## Exercise description
Please copy the rows below word for word, starting from the line that contains "In this photo, where can the white teeth" and running through the end of the rows, inclusive.

## Record set
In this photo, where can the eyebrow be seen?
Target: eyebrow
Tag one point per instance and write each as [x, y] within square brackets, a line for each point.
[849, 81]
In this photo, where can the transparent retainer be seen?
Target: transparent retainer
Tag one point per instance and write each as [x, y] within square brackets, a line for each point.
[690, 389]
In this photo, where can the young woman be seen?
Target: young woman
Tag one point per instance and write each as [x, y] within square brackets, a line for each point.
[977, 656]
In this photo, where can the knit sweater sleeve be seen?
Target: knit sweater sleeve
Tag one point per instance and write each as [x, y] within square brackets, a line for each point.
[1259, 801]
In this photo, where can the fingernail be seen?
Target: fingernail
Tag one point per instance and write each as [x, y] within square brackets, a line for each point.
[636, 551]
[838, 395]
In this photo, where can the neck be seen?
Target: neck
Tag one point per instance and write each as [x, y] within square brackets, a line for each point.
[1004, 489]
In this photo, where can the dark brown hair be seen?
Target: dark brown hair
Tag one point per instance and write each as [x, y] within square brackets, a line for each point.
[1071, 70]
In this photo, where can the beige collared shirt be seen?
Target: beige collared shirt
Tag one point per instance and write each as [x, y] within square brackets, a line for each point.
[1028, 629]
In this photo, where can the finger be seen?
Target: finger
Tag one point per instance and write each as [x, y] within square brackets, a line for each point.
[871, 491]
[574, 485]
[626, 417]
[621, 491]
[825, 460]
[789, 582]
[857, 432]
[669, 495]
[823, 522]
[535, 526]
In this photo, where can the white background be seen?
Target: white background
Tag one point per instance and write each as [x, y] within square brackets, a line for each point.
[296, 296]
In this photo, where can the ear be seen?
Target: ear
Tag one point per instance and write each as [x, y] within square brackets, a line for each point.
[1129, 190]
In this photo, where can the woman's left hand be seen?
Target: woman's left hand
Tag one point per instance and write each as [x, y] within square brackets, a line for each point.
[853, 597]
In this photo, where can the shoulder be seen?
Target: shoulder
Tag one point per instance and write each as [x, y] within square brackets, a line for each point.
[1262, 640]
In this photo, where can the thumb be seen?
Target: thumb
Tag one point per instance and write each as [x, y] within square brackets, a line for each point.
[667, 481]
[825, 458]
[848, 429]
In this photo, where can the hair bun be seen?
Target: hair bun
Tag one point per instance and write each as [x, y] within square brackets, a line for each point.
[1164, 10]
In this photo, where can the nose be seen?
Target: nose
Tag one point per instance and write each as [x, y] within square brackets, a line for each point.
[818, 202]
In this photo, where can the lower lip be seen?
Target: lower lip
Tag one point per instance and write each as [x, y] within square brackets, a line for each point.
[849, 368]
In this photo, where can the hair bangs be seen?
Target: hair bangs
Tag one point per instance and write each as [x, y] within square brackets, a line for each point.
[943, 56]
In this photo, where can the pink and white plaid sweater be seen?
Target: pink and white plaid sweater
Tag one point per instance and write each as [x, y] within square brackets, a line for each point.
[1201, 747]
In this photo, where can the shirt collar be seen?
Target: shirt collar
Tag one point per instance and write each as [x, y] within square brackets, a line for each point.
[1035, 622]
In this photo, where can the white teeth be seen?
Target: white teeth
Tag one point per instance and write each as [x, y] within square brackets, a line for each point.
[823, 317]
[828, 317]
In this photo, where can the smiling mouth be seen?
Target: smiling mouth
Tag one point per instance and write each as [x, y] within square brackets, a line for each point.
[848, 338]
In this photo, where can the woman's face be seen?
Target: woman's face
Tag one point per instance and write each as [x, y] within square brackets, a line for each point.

## Task solution
In this photo, where can the white teeth be seen?
Target: white teeth
Tag one point per instance and write each as [x, y] within square brackets, a line for each point.
[823, 317]
[828, 317]
In this photo, where can the smiling mouth be seen?
Target: smiling mouth
Tag one point per instance and write each as [x, y] within square brackets, a line for each point.
[848, 338]
In this photo, where can the woman's face be seen?
Target: woman's face
Tag one point per instance and write each as [x, y] within square brackets, a line for each point.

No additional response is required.